Stated goal a = In the records below, write out the lines from the one containing "As a warehouse robot's perception module, locate front tire" up to and including the one containing "762, 558, 884, 612", copying each line exactly.

Passage given =

##############################

It’s no secret that products are continually evolving, reflecting changes in consumer demand and the techno-economic landscape. But the field of design itself is growing, and designers are thinking about design differently. They’re reconceiving their roles, taking a more interdisciplinary approach, and driving the broader application of design-thinking to deliver next-level results.
At Pivot International, we’re a global single-source product development partner that leverages the world’s top design talent and advanced technology to help our customers successfully bring new products to market. With nearly half a century of experience in product design, development, manufacturing, and supply chain management, we’re at the leading edge of the seismic shifts in design that are shaping the industry and the future.
Over the next ten years, we can expect to see an acceleration in three design trends that are already rapidly underway. These trends have as much potential to drive innovation in product design as well as how businesses operate.
Trend 1: Designers are Becoming Better Business People
Traditionally, product managers have been responsible for understanding the business case for a product. Meaning they have taken the lead on what will be designed, whereas designers have been tasked with determining how it will be designed. But designers frequently want to play a greater role in determining what they design, and this is a common source of tension in the product development process.
This tension is easing as designers are arming themselves with greater business know-how. Designers are increasingly coming to the product development table with a clearer sense of the financials related to resource allocation, process, and time management. They’re also bringing a greater awareness of ways to reduce risk and increase revenue through calculated design decisions. What’s more, designers are becoming better salespeople: they’re better able to articulate the why behind a design proposition and make a compelling case for how their idea will best solve a problem for a user and drive growth for a business.

##############################

Data supplied =
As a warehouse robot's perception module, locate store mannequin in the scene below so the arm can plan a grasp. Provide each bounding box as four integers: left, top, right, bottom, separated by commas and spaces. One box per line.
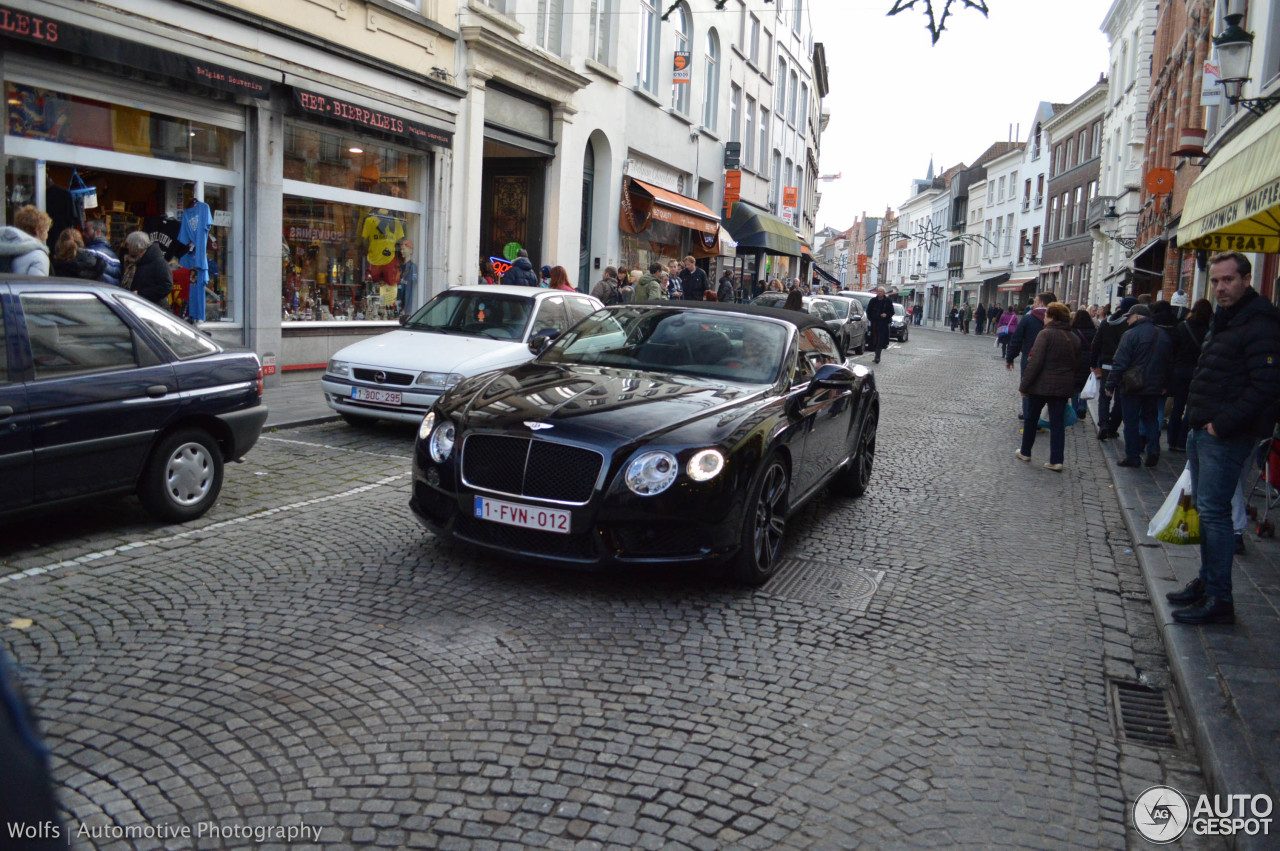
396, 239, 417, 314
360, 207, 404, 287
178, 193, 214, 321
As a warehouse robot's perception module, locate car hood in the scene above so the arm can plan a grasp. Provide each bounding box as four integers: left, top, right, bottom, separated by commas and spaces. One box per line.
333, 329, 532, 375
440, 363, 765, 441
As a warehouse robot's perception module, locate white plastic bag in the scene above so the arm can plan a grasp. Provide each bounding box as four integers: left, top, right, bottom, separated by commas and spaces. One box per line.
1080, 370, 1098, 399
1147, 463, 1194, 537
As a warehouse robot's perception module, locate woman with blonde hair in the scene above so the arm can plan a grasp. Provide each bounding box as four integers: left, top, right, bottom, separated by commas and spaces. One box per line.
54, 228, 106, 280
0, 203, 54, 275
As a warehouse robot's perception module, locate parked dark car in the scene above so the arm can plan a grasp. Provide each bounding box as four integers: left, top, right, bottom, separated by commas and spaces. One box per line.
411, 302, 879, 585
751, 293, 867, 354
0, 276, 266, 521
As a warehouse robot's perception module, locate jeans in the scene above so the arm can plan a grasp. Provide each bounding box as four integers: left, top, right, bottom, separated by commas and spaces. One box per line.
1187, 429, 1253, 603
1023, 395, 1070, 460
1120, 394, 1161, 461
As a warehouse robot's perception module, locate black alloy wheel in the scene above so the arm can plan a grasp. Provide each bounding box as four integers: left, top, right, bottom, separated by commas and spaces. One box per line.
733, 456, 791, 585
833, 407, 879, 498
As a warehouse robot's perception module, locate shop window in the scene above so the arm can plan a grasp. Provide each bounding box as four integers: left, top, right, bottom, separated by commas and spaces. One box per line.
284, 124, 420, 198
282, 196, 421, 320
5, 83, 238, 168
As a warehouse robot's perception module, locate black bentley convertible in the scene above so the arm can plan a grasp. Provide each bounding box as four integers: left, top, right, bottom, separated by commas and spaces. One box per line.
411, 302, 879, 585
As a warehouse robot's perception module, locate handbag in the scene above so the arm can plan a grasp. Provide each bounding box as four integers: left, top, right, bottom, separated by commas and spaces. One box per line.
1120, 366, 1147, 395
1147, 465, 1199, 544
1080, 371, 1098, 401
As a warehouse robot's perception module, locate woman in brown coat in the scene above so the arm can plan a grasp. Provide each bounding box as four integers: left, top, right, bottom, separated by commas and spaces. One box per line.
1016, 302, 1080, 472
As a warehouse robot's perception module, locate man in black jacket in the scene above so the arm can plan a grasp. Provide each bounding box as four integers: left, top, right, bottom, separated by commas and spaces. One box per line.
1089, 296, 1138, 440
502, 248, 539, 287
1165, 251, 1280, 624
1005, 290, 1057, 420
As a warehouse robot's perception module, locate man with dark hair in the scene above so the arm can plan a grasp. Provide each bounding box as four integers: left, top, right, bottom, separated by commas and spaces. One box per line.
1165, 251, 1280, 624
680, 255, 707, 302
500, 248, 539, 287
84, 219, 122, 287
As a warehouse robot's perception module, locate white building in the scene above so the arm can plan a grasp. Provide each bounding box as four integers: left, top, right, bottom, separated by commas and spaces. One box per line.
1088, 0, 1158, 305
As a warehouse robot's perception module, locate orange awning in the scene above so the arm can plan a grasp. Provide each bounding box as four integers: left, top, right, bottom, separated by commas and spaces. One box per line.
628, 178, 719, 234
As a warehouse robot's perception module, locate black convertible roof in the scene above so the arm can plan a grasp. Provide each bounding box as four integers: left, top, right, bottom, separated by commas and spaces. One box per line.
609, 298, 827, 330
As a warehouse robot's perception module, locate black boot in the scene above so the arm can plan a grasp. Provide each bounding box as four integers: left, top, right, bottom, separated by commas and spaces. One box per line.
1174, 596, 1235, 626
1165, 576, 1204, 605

##############################

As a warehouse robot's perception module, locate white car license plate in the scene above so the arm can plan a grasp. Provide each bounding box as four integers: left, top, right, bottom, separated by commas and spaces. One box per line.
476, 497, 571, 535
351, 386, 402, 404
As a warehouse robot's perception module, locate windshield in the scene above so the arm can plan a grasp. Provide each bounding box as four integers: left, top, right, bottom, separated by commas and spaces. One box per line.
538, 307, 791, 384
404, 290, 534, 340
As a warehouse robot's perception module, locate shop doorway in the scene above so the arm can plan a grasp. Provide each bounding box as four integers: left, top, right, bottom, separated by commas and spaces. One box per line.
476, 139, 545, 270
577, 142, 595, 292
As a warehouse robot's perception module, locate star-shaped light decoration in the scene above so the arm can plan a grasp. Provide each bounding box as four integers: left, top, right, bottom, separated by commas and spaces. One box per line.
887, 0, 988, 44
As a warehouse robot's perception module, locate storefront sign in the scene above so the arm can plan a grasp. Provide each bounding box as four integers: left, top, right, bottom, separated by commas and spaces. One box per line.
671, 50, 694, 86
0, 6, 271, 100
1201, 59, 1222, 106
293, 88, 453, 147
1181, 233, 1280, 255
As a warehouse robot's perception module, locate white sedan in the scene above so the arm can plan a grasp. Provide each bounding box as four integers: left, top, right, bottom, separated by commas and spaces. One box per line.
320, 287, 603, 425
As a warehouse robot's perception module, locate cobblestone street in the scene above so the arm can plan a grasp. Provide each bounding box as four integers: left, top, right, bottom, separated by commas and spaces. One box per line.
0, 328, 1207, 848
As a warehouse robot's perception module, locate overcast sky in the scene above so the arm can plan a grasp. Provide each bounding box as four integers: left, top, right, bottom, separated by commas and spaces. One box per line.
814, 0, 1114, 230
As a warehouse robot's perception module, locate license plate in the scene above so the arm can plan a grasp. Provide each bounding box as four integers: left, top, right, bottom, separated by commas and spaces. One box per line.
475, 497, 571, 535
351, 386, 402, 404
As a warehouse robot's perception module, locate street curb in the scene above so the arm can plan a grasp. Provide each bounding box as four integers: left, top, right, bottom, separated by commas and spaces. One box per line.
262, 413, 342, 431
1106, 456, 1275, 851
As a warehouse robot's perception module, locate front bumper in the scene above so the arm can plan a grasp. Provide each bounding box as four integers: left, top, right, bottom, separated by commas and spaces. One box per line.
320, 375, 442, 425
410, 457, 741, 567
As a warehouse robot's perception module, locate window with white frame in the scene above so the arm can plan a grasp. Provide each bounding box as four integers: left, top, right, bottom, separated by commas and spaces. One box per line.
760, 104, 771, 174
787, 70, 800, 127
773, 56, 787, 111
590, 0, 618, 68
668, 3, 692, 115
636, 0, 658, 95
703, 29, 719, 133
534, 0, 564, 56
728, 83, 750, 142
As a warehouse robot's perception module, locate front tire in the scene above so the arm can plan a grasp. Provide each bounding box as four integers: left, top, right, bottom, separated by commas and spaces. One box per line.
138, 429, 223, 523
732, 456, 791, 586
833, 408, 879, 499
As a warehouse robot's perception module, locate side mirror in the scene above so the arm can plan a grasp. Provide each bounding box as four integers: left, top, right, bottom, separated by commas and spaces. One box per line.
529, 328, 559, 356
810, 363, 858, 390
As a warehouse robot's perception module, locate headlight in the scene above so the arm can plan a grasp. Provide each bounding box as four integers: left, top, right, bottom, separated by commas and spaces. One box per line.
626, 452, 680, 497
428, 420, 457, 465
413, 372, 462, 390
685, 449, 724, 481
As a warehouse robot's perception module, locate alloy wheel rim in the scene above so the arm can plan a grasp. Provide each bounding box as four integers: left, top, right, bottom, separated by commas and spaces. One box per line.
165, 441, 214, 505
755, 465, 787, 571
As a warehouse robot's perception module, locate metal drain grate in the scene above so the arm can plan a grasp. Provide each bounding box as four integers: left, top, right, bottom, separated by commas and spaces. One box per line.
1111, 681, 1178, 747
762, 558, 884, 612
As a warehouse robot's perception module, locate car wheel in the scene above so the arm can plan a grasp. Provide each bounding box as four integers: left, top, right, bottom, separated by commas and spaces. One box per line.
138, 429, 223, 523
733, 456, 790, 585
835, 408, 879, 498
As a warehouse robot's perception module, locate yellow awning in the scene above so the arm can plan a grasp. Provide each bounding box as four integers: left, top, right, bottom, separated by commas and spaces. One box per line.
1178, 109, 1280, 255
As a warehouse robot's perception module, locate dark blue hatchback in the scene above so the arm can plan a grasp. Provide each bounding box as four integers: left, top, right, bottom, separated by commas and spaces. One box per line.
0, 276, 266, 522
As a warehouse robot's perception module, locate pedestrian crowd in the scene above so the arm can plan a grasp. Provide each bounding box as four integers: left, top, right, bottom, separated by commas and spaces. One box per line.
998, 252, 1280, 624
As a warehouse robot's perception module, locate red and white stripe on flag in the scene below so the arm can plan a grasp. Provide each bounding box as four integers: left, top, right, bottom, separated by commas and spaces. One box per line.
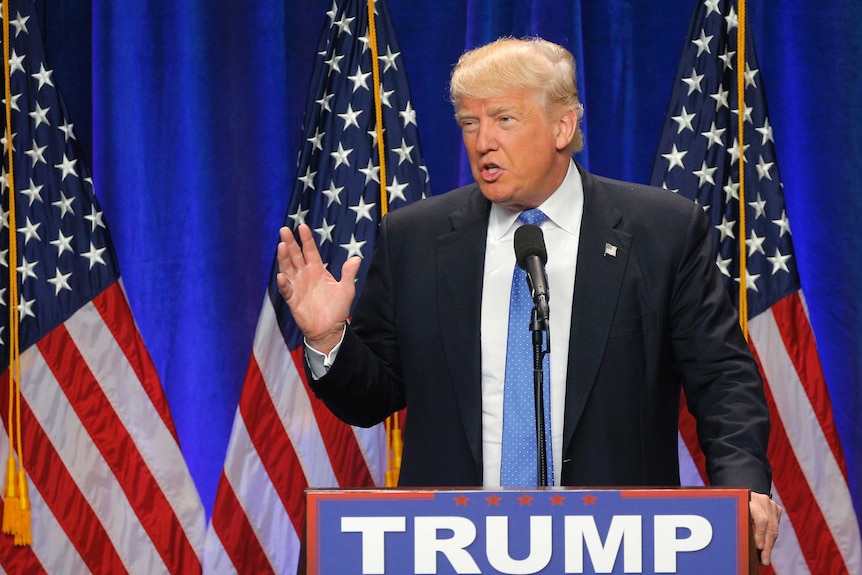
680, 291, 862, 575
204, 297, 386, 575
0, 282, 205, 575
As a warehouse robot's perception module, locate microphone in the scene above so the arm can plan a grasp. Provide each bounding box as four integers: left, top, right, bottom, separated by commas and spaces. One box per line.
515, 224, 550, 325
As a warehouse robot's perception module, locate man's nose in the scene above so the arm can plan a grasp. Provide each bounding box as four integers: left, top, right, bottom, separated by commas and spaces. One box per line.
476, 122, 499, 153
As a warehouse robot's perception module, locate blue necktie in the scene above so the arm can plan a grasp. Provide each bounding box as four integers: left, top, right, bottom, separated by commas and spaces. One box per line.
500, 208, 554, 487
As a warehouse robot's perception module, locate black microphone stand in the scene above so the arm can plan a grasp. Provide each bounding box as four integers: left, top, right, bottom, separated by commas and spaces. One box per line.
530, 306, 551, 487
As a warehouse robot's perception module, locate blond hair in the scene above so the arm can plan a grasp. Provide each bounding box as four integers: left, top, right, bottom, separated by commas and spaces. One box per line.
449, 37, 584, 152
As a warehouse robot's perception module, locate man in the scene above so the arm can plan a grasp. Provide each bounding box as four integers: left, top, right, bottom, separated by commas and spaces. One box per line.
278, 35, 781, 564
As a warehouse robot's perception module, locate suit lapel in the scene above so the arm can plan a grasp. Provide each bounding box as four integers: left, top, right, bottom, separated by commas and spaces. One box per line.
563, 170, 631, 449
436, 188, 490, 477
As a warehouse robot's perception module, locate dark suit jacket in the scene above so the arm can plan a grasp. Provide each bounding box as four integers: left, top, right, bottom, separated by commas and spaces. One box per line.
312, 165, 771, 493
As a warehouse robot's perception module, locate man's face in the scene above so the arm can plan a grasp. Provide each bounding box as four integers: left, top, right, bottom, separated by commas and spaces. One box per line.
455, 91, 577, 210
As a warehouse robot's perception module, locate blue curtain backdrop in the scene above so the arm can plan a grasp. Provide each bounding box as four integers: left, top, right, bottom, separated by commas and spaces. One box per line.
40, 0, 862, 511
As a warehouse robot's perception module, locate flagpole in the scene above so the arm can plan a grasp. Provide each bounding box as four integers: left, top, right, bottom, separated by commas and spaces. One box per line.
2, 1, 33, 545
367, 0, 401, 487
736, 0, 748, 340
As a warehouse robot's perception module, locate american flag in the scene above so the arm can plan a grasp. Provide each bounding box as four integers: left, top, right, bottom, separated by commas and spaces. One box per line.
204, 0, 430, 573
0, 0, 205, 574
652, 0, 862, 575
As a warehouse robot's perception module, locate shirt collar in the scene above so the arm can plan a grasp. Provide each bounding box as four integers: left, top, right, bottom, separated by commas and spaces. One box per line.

##############################

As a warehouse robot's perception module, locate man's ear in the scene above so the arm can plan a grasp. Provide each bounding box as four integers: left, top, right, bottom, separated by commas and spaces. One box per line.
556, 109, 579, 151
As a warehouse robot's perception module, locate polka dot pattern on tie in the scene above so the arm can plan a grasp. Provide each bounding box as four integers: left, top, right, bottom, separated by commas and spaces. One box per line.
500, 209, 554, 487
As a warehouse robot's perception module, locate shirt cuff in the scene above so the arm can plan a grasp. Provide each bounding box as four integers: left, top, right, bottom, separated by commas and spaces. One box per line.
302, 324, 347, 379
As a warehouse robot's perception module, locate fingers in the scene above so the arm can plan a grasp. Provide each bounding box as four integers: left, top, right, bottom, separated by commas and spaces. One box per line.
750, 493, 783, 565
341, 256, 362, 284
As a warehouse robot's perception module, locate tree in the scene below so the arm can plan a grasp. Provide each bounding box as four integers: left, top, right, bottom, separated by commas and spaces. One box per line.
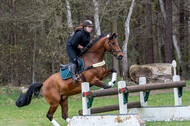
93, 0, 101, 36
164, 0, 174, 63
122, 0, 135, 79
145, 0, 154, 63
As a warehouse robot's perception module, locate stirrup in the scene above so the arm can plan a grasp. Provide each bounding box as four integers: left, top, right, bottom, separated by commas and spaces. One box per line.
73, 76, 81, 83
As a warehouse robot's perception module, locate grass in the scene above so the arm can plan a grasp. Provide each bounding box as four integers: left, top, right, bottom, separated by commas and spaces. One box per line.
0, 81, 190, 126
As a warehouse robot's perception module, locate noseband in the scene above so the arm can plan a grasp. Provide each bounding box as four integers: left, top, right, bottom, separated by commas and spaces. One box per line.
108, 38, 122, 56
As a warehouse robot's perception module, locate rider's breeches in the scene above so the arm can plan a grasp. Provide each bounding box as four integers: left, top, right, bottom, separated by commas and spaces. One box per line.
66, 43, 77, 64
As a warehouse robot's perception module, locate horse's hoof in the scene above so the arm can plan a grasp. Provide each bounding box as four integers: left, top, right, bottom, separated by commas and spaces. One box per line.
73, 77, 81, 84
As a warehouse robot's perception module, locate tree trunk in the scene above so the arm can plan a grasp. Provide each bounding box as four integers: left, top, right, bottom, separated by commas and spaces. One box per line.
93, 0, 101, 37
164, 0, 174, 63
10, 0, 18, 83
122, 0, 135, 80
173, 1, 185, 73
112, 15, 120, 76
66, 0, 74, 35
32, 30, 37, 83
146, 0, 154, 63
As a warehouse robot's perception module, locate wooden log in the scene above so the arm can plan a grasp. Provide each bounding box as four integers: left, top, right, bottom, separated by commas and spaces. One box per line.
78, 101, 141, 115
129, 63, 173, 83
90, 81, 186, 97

##############################

Stated goal b = Give again, word for word, the part of the design trends passage above running from "It’s no secret" up to and including "deliver next-level results.".

Task solution a =
As a warehouse robot's perception module, locate front tire in the scene above so the arm can plan a grasp. Provide each bounding box as four integers: left, top, right, bottom, separated by commas and spaces. One box per line.
138, 429, 223, 523
732, 456, 791, 586
833, 408, 879, 499
As a warehouse robot's perception module, locate side mirror in the scene above so the arm can plan a grasp. Provide each bounding box as four integers: left, top, right, bottom, separated by commas and spaces. One box per line.
529, 328, 559, 356
810, 363, 858, 390
As a warehouse robot's perception module, locate headlight in the scene above so the arm can plan a grasp. Provide each bounding box as four integers: left, top, right, bottom, separated by commas and spaces. One box per line.
626, 452, 680, 497
428, 420, 457, 465
413, 372, 462, 390
685, 449, 724, 481
As a warehouse robot's perception module, locate alloy wheel rim in the scene above so the arm can plan a grasp. Provide each bounding box as four integers: left, top, right, bottom, separated by commas and spaces. One box per line.
165, 441, 214, 505
755, 465, 787, 571
As a warehouse robot's perception module, locate metal drain grate in the scene above so the arm can plan a grasp. Provide each bounding box as four integers: left, top, right, bottom, separated by commas and spaces. One box per line.
1111, 681, 1178, 747
762, 558, 884, 612

Task solution b =
It’s no secret that products are continually evolving, reflecting changes in consumer demand and the techno-economic landscape. But the field of design itself is growing, and designers are thinking about design differently. They’re reconceiving their roles, taking a more interdisciplinary approach, and driving the broader application of design-thinking to deliver next-level results.